[START TEXT BLOCK]

A few days ago I promised you my post-Frascati thoughts on the Voynich Manuscript radiocarbon dating. Errrm… little did I know quite what I was letting myself in for. It’s been a fairly bumpy ride.
Just so you know, the starting point here isn’t ‘raw data’, strictly speaking. The fraction of radioactive carbon-14 remaining (as determined by the science) first needs to be adjusted to its effective 1950 value so that it can be cross-referenced against the various historical calibration tables, such as “IntCal09″ etc. The “corrected fraction” value is therefore the fraction of radioactive carbon-14 that would have been remaining in the sample had it been sampled in 1950 rather than (in this case) 2009. Though annoying, this pre-processing stage is basically automatic and hence largely unremarkable.
So, the (nearly) raw Voynich data looks like this:
Folio / language / corrected fraction modern [standard deviation]
f8 / Herbal-A / 0.9409 [0.0044]
f26 / Herbal-B / 0.9380 [0.0041]
f47 / Herbal-A / 0.9389 [0.0041]
f68 / Cosmo-A / 0.9338 [0.0041]
What normally happens next is that these corrected fraction data are converted to an uncalibrated fake date BP (‘Before Present’, i.e. years before 1950), based purely on the theoretical radiocarbon half-life decay period: for example, the f8 sample would have an uncalibrated radiocarbon date of “490±37BP” (i.e. “1460±37″).
However, this is a both confusing and unhelpful aspect of the literature because we’re only really interested in the calibrated radiocarbon dates, as read off the curves painstakingly calibrated against several thousand years of tree rings; so I prefer to omit it. Hence in the following I stick to corrected fractional values (e.g. 0.9409) or their straightforward percentage equivalents (e.g. 94.09%): even though these are equivalent to uncalibrated radiocarbon dates, I feel that mixing two different kinds of radiocarbon dates within single sentences is far too prone to confusion and error. It’s hard enough already without making it any harder.

[END TEXT BLOCK]
[START DATA SEGMENT]

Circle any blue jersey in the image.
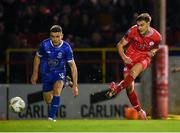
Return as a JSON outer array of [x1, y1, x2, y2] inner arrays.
[[37, 38, 73, 74]]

[END DATA SEGMENT]

→ **SET EXERCISE 1**
In the Voynich radiocarbon dating post, what uncalibrated radiocarbon date would the f8 sample have?
→ **SET EXERCISE 2**
Name every folio listed in the data table of the Voynich radiocarbon dating post.
→ **SET EXERCISE 3**
Write the next paragraph of the Voynich radiocarbon dating post, picking up after its last sentence.

→ **TASK ANSWER 1**
490±37BP, i.e. 1460±37.

→ **TASK ANSWER 2**
f8, f26, f47, f68

→ **TASK ANSWER 3**
The problem with the calibration curves in the literature is that they aren’t ‘monotonic’, i.e. they kick up and down. This means that many individual (input) radiocarbon fraction observations end up yielding two or more parallel (output) date ranges, making using them as a basis for historical reasoning both tricky and frustrating.
Yet as Greg Hodgins described in his Frascati talk, radiocarbon daters are mainly in the business of disproving things rather than proving things. In this case, you might say that all radiocarbon dating has achieved is to finally disprove Wilfrid Voynich’s suggestion that Roger Bacon wrote the Voynich Manuscript… an hypothesis that hasn’t been genuinely proposed for a couple of decades or so.
Of course, Voynich researchers are constantly looking out for ways in which they can use or combine contentious / subtle data to build better historical arguments: and so for them radiocarbon dating is merely one of many such datasets to be explored. In this instance, the science has produced four individual observations (for the four carefully treated vellum slivers), each with its own probability curve.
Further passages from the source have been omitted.